[PROBLEM SET]
1. In the political column excerpt, which cabinet minister pleaded ignorance over his unwitting Italian citizenship?
2. Transcribe the political column excerpt word for word, everything from "By Mark Kenny" down to "credulity right now.".

[PAGE EXCERPT]
****

By Mark Kenny and national affairs editor

If it weren't for the extraordinary circus in the Trump White House, Australian politics would strain credulity right now.

Duly elected senators turn out not to have been duly elected after all and one of them – cabinet minister Matt Canavan – was reduced to pleading ignorance for his failure to renounce unwitting Italian citizenship.

Leaving aside his mother's role in signing him up in 2006, the High Court may decide it was his singular responsibility, before signing his nomination form, to take reasonable steps to ascertain his Italian bloodlines. The first step being a simple question.

At least two senators, and more likely four, will have gone before this controversy has played out as the eccentric One Nation senator, Malcolm Roberts, also teeters due to past British citizenship.

Prime Minister Malcolm Turnbull has failed to impress voters in marginal seats in Sydney and Melbourne.

****

[DATA]

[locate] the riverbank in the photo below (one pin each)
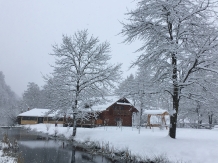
(191, 145)
(4, 158)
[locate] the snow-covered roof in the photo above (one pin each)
(155, 111)
(110, 100)
(37, 112)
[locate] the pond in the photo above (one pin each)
(34, 150)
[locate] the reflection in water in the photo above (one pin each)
(48, 151)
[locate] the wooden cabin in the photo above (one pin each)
(160, 118)
(119, 113)
(35, 116)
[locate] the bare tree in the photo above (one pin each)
(82, 71)
(179, 39)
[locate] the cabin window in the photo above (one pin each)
(51, 119)
(29, 118)
(60, 119)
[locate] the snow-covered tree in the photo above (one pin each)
(32, 96)
(82, 71)
(8, 102)
(179, 39)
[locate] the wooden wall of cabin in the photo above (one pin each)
(28, 120)
(116, 112)
(34, 120)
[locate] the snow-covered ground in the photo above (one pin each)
(5, 159)
(191, 145)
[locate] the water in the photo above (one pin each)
(34, 150)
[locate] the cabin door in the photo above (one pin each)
(40, 119)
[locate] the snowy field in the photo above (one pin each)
(5, 159)
(191, 145)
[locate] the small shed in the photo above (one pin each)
(160, 114)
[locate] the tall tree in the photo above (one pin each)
(8, 103)
(82, 70)
(179, 39)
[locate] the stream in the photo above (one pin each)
(34, 149)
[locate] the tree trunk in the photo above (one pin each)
(210, 120)
(74, 124)
(173, 117)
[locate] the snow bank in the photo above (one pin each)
(191, 145)
(5, 159)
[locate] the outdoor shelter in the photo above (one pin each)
(160, 114)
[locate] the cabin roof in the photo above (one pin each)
(155, 112)
(110, 100)
(37, 112)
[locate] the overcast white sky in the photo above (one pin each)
(29, 28)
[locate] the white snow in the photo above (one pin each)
(36, 112)
(155, 111)
(191, 145)
(5, 159)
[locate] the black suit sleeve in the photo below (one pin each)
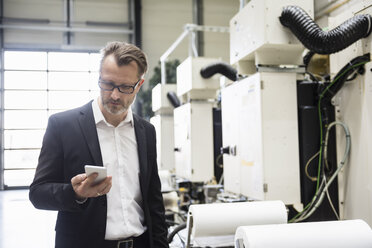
(50, 190)
(156, 205)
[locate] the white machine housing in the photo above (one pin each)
(259, 120)
(164, 141)
(192, 84)
(258, 37)
(193, 121)
(354, 107)
(160, 102)
(193, 140)
(163, 123)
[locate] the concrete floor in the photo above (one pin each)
(21, 225)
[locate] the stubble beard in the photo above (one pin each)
(115, 109)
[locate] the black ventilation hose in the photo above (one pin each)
(173, 98)
(323, 42)
(175, 231)
(356, 65)
(219, 67)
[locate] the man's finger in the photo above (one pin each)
(91, 178)
(78, 179)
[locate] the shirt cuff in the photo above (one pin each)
(81, 201)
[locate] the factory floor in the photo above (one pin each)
(21, 225)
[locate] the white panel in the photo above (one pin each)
(160, 102)
(259, 117)
(257, 34)
(189, 80)
(164, 126)
(193, 137)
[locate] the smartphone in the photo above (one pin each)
(102, 172)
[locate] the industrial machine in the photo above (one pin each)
(287, 129)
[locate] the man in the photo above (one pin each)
(125, 209)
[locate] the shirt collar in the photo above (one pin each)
(98, 116)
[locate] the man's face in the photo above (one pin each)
(115, 102)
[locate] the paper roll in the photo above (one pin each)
(223, 218)
(340, 234)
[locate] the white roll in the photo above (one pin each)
(223, 218)
(328, 234)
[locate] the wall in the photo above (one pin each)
(163, 22)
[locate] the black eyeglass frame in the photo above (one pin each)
(133, 87)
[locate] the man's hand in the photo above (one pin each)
(85, 188)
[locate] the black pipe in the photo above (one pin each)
(175, 231)
(356, 65)
(172, 97)
(323, 42)
(219, 67)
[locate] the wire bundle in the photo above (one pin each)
(353, 67)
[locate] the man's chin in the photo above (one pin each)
(115, 110)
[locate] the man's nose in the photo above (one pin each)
(115, 94)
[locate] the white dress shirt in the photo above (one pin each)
(125, 217)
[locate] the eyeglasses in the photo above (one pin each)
(123, 88)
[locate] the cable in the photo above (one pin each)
(307, 165)
(330, 91)
(331, 203)
(340, 166)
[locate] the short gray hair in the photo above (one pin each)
(124, 54)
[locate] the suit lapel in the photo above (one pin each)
(88, 127)
(140, 132)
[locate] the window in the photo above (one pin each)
(37, 85)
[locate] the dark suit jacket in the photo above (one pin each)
(70, 142)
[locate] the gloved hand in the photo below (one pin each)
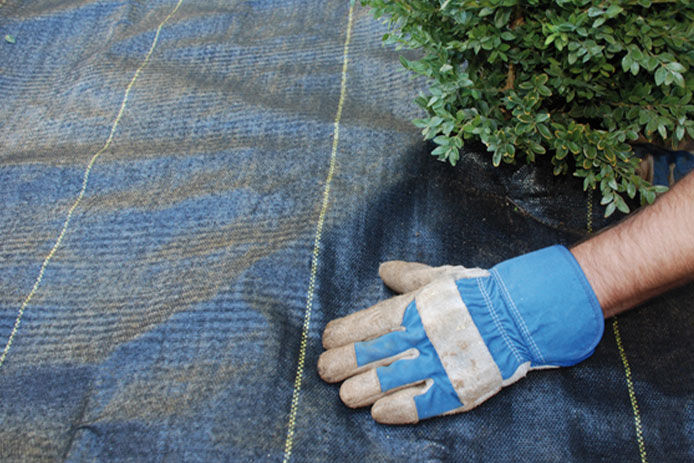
(457, 336)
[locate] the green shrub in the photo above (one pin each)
(577, 80)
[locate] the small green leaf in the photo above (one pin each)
(621, 205)
(544, 131)
(660, 75)
(679, 132)
(631, 190)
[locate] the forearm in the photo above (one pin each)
(645, 255)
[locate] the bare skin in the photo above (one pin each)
(645, 255)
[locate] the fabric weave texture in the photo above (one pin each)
(161, 286)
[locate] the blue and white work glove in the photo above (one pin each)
(457, 335)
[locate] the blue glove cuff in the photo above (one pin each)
(552, 305)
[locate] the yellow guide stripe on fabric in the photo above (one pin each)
(316, 249)
(623, 356)
(630, 389)
(85, 179)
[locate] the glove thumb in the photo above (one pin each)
(403, 277)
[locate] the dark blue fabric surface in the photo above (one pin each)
(167, 324)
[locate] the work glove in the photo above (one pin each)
(457, 335)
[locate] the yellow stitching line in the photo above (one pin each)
(85, 178)
(630, 389)
(623, 356)
(316, 249)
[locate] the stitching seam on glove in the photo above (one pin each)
(497, 320)
(516, 315)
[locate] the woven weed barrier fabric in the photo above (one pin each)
(191, 190)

****

[RESULTS OF THE TASKS]
1. Matt Canavan

2.
By Mark Kenny and national affairs editor

If it weren't for the extraordinary circus in the Trump White House, Australian politics would strain credulity right now.